_Objective_:
Retype the records below word for word and omit any image.

-- BEGIN Dataset records --

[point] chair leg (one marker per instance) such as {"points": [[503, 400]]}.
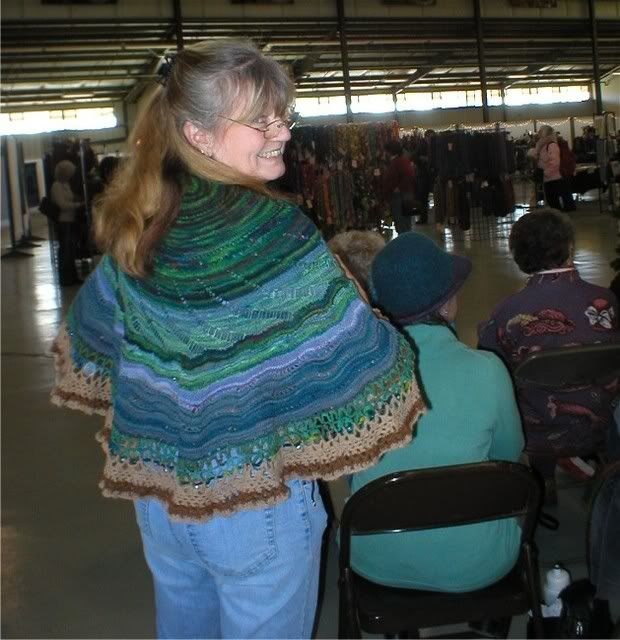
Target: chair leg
{"points": [[492, 627], [348, 626]]}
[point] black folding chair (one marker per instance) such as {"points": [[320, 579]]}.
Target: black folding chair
{"points": [[428, 499], [566, 367]]}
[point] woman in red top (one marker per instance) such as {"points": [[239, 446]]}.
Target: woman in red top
{"points": [[399, 186]]}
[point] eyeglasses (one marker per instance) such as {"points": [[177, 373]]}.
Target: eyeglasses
{"points": [[270, 130]]}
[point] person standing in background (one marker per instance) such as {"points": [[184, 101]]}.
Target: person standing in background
{"points": [[62, 195], [547, 155]]}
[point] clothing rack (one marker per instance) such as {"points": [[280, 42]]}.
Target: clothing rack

-- END Dataset records --

_In response_:
[point] chair leg (one marker per instance) such as {"points": [[503, 400]]}.
Target: chair leg
{"points": [[492, 627], [348, 626]]}
[point] black folding chair (one marker per instance) such as {"points": [[320, 579]]}.
Target: black folding chair
{"points": [[428, 499], [566, 367]]}
[point] woman in red top (one marker per instance) such as {"points": [[239, 446]]}.
Target: woman in red top
{"points": [[399, 186]]}
[point] eyeglasses (one marker per instance) such as {"points": [[177, 373]]}.
Target: eyeglasses
{"points": [[270, 130]]}
[point] person standing in background (one marker per instance) such as {"points": [[184, 101]]}.
Target: person standing in background
{"points": [[62, 195], [547, 155]]}
[point] clothing rack (one marker per instance) such as {"points": [[280, 42]]}.
Target: clothing rack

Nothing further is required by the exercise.